PROBLEM
Copy every line of the data below verbatim, keeping all characters, spacing, and line order unchanged.
....................
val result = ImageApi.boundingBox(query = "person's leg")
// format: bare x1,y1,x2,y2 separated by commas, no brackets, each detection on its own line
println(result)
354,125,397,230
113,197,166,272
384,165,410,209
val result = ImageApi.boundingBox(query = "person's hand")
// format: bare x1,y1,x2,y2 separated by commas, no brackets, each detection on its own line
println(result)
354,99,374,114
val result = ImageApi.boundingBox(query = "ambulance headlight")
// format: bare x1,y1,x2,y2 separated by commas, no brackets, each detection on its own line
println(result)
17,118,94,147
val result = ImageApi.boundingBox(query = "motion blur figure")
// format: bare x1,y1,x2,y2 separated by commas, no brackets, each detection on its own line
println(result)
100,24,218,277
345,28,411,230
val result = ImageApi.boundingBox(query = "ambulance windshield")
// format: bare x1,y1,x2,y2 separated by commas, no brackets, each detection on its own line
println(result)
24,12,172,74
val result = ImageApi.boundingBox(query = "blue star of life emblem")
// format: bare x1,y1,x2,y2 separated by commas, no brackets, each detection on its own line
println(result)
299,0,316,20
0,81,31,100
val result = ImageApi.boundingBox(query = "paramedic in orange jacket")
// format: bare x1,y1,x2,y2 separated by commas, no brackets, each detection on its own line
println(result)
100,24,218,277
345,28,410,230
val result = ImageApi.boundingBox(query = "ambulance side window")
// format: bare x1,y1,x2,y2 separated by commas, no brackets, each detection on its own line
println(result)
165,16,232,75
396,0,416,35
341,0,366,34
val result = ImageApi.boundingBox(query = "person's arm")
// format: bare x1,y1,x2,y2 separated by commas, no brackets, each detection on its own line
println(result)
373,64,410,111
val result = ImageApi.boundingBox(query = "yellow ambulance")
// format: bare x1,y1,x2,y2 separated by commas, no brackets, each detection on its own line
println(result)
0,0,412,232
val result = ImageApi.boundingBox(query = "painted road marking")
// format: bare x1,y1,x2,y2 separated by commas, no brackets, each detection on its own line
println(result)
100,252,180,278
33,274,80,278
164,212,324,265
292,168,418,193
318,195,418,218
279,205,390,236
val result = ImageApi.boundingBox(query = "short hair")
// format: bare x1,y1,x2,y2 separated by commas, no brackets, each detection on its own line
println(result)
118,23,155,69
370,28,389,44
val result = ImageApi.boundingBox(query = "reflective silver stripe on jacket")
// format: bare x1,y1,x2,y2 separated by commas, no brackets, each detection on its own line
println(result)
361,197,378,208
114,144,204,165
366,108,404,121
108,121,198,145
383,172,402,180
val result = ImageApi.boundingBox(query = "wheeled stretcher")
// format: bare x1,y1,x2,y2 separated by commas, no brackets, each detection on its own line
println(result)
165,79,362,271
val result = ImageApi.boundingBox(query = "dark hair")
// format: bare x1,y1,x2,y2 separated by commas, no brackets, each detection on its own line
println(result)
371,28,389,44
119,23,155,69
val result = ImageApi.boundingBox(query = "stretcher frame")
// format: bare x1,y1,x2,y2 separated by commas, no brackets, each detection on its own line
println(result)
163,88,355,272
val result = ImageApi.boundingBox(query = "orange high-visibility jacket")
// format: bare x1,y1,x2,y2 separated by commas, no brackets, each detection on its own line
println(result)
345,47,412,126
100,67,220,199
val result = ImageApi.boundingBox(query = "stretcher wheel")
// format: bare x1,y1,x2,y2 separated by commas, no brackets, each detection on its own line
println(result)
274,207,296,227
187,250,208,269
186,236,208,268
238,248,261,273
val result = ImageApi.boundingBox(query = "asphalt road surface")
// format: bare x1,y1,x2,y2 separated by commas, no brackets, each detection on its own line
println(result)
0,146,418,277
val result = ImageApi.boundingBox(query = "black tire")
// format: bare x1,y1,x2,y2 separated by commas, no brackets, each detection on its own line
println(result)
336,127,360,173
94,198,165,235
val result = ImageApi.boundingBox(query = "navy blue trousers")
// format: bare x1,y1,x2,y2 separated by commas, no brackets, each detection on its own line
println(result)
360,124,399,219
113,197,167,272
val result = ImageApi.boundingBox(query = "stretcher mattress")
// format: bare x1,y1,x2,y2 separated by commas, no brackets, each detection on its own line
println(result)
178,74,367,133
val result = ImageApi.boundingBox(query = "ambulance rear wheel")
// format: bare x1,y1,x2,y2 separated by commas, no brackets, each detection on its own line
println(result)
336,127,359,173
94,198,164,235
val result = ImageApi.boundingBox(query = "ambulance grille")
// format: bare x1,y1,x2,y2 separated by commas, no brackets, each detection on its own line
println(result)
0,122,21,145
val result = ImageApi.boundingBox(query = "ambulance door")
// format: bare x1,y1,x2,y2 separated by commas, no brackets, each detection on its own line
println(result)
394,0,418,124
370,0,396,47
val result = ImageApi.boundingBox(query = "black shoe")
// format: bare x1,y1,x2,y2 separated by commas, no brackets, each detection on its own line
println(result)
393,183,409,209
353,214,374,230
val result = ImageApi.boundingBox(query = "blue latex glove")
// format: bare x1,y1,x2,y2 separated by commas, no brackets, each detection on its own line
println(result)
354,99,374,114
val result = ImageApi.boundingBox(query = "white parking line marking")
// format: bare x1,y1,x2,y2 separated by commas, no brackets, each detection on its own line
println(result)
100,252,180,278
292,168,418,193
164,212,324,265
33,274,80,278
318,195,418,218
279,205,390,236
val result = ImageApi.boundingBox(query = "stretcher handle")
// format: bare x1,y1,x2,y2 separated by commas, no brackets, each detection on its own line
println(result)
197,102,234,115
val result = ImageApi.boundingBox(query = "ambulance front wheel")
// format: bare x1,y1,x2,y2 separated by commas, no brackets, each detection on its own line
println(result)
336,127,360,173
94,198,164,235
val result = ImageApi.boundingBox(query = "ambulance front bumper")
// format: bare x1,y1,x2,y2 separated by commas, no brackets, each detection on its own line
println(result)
....................
OUTPUT FOR THIS EXERCISE
val result = ImageApi.boundingBox(query = "person's leg")
// format: bare x1,y1,x2,y2 separated by commas, no brackets, each detection on its own line
println(result)
354,125,397,230
113,197,166,272
384,165,410,209
val result = ImageApi.boundingBox(query = "person's hand")
// format: bare x1,y1,x2,y2 separated by commas, no brackets, each detection on its own line
println(result)
354,99,374,114
val result = ImageApi.boundingBox(query = "ambulance headlight")
// format: bare x1,y1,x2,y2 separated by commas, no brackets, each detection on its own line
println(result)
17,118,94,147
val result = ImageApi.boundingBox(query = "motion blur figure")
// format: bare x1,y1,x2,y2 separated by commas, no brackets, each detection on its own line
println(result)
100,24,218,277
345,28,411,230
val result = ImageApi.boundingBox(query = "ambulance windshield")
// format: bare x1,y1,x2,y2 separated by commas, no brackets, each detection on its own line
println(result)
24,12,172,74
val result = ImageApi.boundingBox(query = "blue star of life emblem")
// format: bare x1,y1,x2,y2 separated by commas, no brackets, each detection on its own line
println(result)
299,0,316,20
0,81,31,100
val result = ImageApi.boundingBox(query = "paramedic in orange jacket")
// format: bare x1,y1,x2,y2 separated by commas, no brackets, each detection on its own line
println(result)
100,24,218,277
345,28,410,230
val result = ImageApi.boundingBox(query = "ambulance side window")
// format: bare x1,y1,x2,y2 separated by commas, no brackets, each detection on its own line
println(result)
165,16,232,75
396,0,416,35
341,0,366,34
val result = ImageApi.boundingBox(query = "person's arm")
// format: bare x1,y1,x2,y2 separated by commas, no brackets, each detection on its own line
println(result)
373,64,410,111
val result = ImageApi.boundingBox(query = "yellow ambulance")
// format: bare x1,y1,x2,y2 separated by commas, no brackets, each detection on its own line
println(result)
0,0,412,232
val result = ImageApi.boundingBox(query = "painted road marking")
// format: bare x1,y1,x2,y2 separated by commas, no brackets, each detection on its own line
println(result)
100,252,180,278
33,274,80,278
164,212,324,265
292,168,418,193
318,195,418,218
279,205,390,236
val result = ImageApi.boundingBox(query = "short hair")
// format: bare x1,y1,x2,y2 separated by commas, no brackets, each detection on its own line
println(result)
118,23,155,69
370,28,389,44
val result = ImageApi.boundingBox(query = "reflective silver stripe on jacket")
// format: bare x1,y1,x2,y2 separated by commas, no brackets, each detection on its own line
println(result)
361,197,378,208
114,144,204,165
366,108,404,121
108,121,198,145
383,172,402,180
val result = ImageApi.boundingBox(query = "wheeled stretcher")
// format: bare x1,y1,x2,y2 separated by commas, no brackets, each detection on its own line
println(result)
165,79,362,271
val result = ImageApi.boundingBox(query = "dark hair")
// format: bare x1,y1,x2,y2 separated by commas, no brackets, each detection on its own line
println(result)
371,28,389,44
119,23,155,69
val result = ImageApi.boundingBox(query = "stretcher frame")
// format: bare x1,y1,x2,y2 separated by commas, no brackets, each detection on its own line
println(result)
163,88,355,272
val result = ImageApi.boundingBox(query = "orange high-visibility jacket")
// format: bare x1,y1,x2,y2 separated by commas, no brackets, each detection on its own line
println(result)
345,47,412,126
100,67,220,199
val result = ImageApi.boundingBox(query = "stretcher wheel")
// format: bare x1,y1,x2,y2 separated by commas, no brackets, each detection on its own line
println(result)
274,207,296,227
187,250,208,269
186,236,208,268
238,248,261,273
val result = ImageApi.boundingBox(query = "asphalt road surface")
// format: bare x1,y1,x2,y2 separated by commas, no brackets, each detection on its own line
println(result)
0,146,418,277
val result = ImageApi.boundingBox(query = "black tire")
// format: bare x1,y1,x2,y2 separated by commas, no brackets, each detection on its own line
println(result)
336,127,360,173
94,198,165,235
val result = ImageApi.boundingBox(query = "navy blue trousers")
// format: bare x1,y1,x2,y2 separated by commas, no brackets, each detection on its own line
println(result)
360,124,399,219
113,197,167,272
val result = ImageApi.boundingBox(query = "stretcher mattress")
// format: bare x1,y1,x2,y2 separated by commas, no brackets, each detection on its own line
println(result)
178,74,367,133
val result = ImageApi.boundingBox(query = "ambulance rear wheel")
// format: bare x1,y1,x2,y2 separated by commas, no brackets, each detection on its own line
println(result)
336,127,359,173
94,198,164,235
val result = ImageApi.boundingBox(query = "ambulance grille")
// format: bare x1,y1,x2,y2 separated by commas, no brackets, each detection on its own line
println(result)
0,122,21,145
val result = ImageApi.boundingBox(query = "ambulance door")
// format: bare x1,y1,x2,y2 separated by commas, no brackets, each detection on its own line
println(result)
394,0,418,124
370,0,396,47
val result = ImageApi.boundingBox(query = "black shoe")
// format: bare x1,y1,x2,y2 separated by commas, no brackets, each detection on its own line
println(result)
393,183,409,209
353,214,374,230
val result = ImageApi.boundingBox(query = "blue latex glove")
// format: bare x1,y1,x2,y2 separated by commas, no brackets, each detection on its own line
println(result)
354,99,374,114
val result = ImageApi.boundingBox(query = "white parking line marking")
// format: bare x1,y1,x2,y2 separated by commas, no brackets, each detection on its own line
println(result)
100,252,180,278
292,168,418,193
164,212,324,265
33,274,80,278
318,195,418,218
279,205,390,236
val result = ImageApi.boundingBox(query = "stretcher handle")
// format: bare x1,y1,x2,y2 separated by commas, no brackets, each detection on its own line
println(result)
197,102,234,115
val result = ImageApi.boundingBox(query = "ambulance front wheel")
// format: bare x1,y1,x2,y2 separated by commas, no brackets, each detection on its own line
println(result)
336,127,360,173
94,198,164,235
val result = ImageApi.boundingBox(query = "ambulance front bumper")
// format: bare x1,y1,x2,y2 separated by commas, no brackets, each detection on its own line
println(result)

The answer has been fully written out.